*Текст*:
К этому следует добавить, что из России приходили известия одно страшнее другого: гонения на Церковь после выхода «Декларации» только усиливались, но теперь к физическому насилию прибавлялись откровенные нравственные издевательства. В 1930 году, после того как папа Пий XI обратился к верующим провести совместную молитву «о спасении стольких душ, подвергнутых тяжелому испытанию, и об облегчении участи любимого нами русского народа», начальник секретно-политического отдела ОГПУ Тучков потребовал от Сергия, чтобы тот выступил в зарубежной прессе с заявлением, опровергающим… факт гонений на Церковь в СССР.

«…Текст большевики дали митрополиту Сергию за неделю, – писал по поводу этого жуткого „интервью“ управляющий приходами Русской православной церкви в Западной Европе митрополит Евлогий, – а потом держали его в изоляции. Перед ним встала дилемма: сказать журналистам, что гонение на Церковь есть, – это значит, что все тихоновские епископы будут арестованы, то есть вся церковная организация погибнет; сказать «гонения нет» – себя обречь на позор лжеца… Митрополит Сергий избрал второе. Его упрекали в недостатке веры в несокрушимость Церкви. Ложью Церковь все равно не спасти. Но что было бы, если бы Русская Церковь осталась без епископов, священников, таинств, – этого и не представить… Во всяком случае не нам, сидящим в безопасности, за пределами досягаемости, судить митрополита Сергия…»

И все же Евлогий, в отличие от «карловацких епископов» искренне расположенный к Сергию, в конце концов, порвал общение с Московской патриархией: в том же 1930 году он перешел под юрисдикцию Святейшего Вселенского Патриаршего Престола (Константинопольского), поскольку выполнять приказы ОГПУ, которые в Москве послушно «озвучивал» Сергий, ему было невозможно!

(Собранные данные)
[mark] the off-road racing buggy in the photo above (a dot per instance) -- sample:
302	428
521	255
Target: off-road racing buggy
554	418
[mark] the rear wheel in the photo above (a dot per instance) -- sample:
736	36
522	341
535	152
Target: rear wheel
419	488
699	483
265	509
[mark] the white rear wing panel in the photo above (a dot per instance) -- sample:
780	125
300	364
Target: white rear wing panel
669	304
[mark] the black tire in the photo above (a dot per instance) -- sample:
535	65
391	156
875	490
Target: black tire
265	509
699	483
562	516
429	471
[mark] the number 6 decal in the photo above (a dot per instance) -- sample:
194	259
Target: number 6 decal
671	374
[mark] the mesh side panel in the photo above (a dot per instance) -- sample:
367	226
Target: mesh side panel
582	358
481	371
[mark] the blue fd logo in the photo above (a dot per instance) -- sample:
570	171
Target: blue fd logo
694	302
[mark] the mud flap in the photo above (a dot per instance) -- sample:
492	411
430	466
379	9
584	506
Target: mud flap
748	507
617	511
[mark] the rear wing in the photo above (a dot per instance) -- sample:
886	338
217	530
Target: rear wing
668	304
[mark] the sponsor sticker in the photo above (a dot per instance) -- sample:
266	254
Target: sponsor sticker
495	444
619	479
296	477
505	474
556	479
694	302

*Задание A*: Выведите дословно фрагмент текста о митрополите Сергии: начните со слов, в которых есть "И все же Евлогий, в", и остановитесь после слов "ему было невозможно!".
*Задание B*: Подхватите текст о митрополите Сергии и продолжите его сразу после последнего предложения.

*Итоговый ответ A*:
И все же Евлогий, в отличие от «карловацких епископов» искренне расположенный к Сергию, в конце концов, порвал общение с Московской патриархией: в том же 1930 году он перешел под юрисдикцию Святейшего Вселенского Патриаршего Престола (Константинопольского), поскольку выполнять приказы ОГПУ, которые в Москве послушно «озвучивал» Сергий, ему было невозможно!

*Итоговый ответ B*:
Во всем этом было что-то чудовищное: на глазах всего мира в СССР творились невероятные кощунства над беззащитной и покорной русской Церковью, публично осквернялись мощи и иконы, на землю летели кресты с храмов, пьяные хулиганы врывались во время богослужений в церковные помещения и куролесили на пасхальных крестных ходах, священников арестовывали, ссылали и расстреливали, в общины открыто внедряли провокаторов – а Сергий неукоснительно возносил молитву «за властей» сам и повелевал молиться за них же всем, подчиненным ему приходам! 5 декабря 1931 года в центре Москвы был в демонстративных целях взорван храм Христа Спасителя, и, если верить легенде, один из кремлевских вождей, специально прибыв для созерцания этого зрелища, от восторга приплясывал и орал: «Задерем подол матушке-России!», – а Сергий повторял, что отношения Церкви с советской властью складываются замечательно, – и литургическое служение ежедневно возобновлялось по всем храмам на территории СССР.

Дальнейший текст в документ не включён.